▶ **Dataset extract**

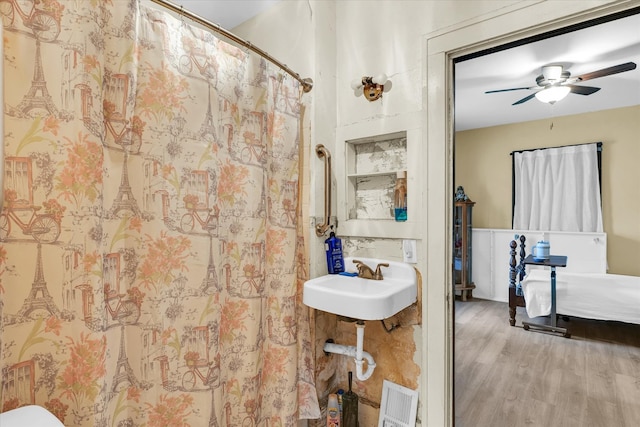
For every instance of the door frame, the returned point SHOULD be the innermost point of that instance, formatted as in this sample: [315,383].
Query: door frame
[509,24]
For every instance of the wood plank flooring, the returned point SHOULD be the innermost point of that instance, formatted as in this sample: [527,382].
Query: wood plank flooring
[508,377]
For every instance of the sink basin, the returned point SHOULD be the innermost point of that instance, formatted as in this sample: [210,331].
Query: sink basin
[364,299]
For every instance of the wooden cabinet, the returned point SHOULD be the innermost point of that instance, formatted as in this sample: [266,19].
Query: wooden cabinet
[462,253]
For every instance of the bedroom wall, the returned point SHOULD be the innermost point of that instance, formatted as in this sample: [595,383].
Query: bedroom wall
[483,168]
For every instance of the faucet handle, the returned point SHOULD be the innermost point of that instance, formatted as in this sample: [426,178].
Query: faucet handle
[378,274]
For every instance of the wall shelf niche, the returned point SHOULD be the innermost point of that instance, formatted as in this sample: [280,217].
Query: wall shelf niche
[366,175]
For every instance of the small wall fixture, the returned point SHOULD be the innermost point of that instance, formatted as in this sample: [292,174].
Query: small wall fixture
[553,94]
[371,87]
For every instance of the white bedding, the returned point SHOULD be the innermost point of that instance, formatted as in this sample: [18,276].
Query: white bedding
[591,296]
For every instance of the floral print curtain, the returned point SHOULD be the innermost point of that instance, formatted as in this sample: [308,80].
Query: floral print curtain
[151,257]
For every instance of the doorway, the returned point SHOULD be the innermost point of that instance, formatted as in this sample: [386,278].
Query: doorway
[442,50]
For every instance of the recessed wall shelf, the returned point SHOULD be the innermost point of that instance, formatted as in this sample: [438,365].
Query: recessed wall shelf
[368,158]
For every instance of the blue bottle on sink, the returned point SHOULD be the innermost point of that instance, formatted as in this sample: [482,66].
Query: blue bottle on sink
[333,251]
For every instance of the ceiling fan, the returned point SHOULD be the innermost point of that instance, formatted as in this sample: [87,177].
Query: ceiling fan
[555,83]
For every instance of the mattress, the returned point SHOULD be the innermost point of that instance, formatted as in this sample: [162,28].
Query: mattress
[591,296]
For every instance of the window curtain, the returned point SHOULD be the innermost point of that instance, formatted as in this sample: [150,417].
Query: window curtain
[152,255]
[557,189]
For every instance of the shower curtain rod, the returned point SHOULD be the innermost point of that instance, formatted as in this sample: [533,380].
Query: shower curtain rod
[307,83]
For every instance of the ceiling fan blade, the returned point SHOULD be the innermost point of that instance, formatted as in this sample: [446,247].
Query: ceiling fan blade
[525,99]
[621,68]
[583,90]
[508,90]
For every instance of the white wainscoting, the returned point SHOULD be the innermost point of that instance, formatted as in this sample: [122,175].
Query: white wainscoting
[586,253]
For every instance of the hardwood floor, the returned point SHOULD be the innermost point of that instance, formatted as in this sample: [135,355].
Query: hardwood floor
[507,377]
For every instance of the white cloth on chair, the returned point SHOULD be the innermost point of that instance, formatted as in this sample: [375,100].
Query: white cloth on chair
[29,416]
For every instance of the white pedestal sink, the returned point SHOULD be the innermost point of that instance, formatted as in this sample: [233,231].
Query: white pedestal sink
[364,299]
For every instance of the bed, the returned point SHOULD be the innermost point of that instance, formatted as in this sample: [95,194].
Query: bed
[599,296]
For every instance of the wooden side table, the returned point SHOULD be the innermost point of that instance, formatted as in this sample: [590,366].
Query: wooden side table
[553,262]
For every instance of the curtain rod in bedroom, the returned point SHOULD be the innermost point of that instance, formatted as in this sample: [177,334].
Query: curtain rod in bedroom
[307,83]
[562,146]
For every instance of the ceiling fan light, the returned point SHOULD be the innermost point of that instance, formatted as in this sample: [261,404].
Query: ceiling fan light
[553,94]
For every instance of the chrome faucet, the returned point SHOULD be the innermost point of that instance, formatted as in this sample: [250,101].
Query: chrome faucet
[366,272]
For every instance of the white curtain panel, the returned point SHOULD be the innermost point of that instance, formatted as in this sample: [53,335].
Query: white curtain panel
[557,189]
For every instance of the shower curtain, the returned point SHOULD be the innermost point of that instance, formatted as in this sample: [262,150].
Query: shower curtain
[152,254]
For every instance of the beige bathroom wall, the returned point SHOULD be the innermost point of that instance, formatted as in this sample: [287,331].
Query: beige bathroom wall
[483,168]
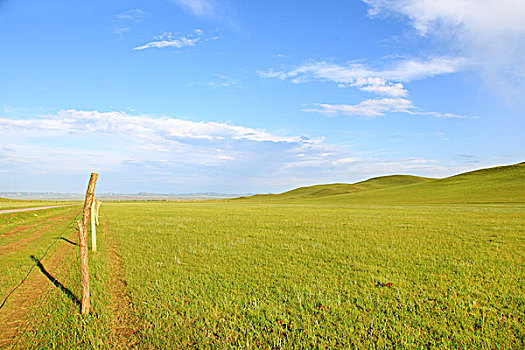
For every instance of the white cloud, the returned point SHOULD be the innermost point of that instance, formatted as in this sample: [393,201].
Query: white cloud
[367,108]
[345,160]
[200,8]
[360,75]
[491,33]
[169,40]
[160,154]
[121,30]
[221,80]
[138,127]
[384,81]
[378,107]
[135,15]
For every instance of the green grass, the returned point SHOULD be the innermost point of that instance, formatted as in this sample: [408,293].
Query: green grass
[6,203]
[240,275]
[341,188]
[504,184]
[402,262]
[15,262]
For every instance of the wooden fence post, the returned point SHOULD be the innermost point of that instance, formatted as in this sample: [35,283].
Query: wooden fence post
[99,203]
[93,225]
[82,227]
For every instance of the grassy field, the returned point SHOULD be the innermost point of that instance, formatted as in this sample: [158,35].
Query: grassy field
[311,272]
[505,184]
[6,203]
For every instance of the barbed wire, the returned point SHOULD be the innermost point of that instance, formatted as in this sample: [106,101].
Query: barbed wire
[43,301]
[55,240]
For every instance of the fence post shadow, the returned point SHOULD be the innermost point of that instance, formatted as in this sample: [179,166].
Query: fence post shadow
[68,241]
[57,283]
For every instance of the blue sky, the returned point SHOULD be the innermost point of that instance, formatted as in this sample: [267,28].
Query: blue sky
[256,96]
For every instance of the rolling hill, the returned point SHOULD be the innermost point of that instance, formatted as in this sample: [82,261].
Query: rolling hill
[502,184]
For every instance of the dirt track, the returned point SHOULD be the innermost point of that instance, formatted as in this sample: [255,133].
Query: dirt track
[9,211]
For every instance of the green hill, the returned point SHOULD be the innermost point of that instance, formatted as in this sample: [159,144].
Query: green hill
[319,191]
[503,184]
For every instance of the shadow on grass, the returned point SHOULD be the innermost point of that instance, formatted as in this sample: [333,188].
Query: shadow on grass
[57,284]
[68,241]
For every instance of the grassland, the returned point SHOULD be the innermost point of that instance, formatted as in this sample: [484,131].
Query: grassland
[228,275]
[314,271]
[6,203]
[505,184]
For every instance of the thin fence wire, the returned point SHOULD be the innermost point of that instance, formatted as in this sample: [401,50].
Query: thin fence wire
[55,241]
[43,301]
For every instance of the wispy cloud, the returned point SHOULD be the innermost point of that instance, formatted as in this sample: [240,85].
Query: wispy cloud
[368,108]
[143,152]
[377,107]
[386,81]
[490,33]
[169,40]
[219,81]
[139,127]
[178,41]
[135,15]
[200,8]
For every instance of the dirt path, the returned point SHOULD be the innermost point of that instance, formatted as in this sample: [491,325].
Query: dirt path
[27,227]
[24,302]
[9,211]
[125,325]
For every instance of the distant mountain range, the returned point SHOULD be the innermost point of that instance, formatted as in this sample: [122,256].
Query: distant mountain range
[117,196]
[503,184]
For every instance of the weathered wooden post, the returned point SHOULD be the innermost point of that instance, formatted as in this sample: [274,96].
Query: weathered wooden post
[82,227]
[99,203]
[93,225]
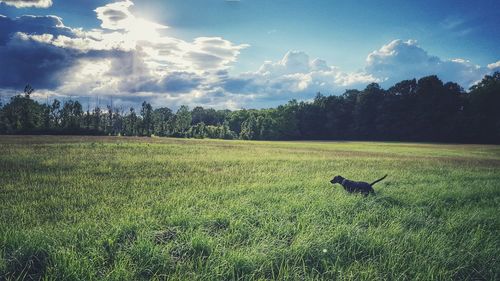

▶ **What the task requires**
Tally the lines above that contain the word "rolling" and give only that number.

▶ **Answer to this task**
2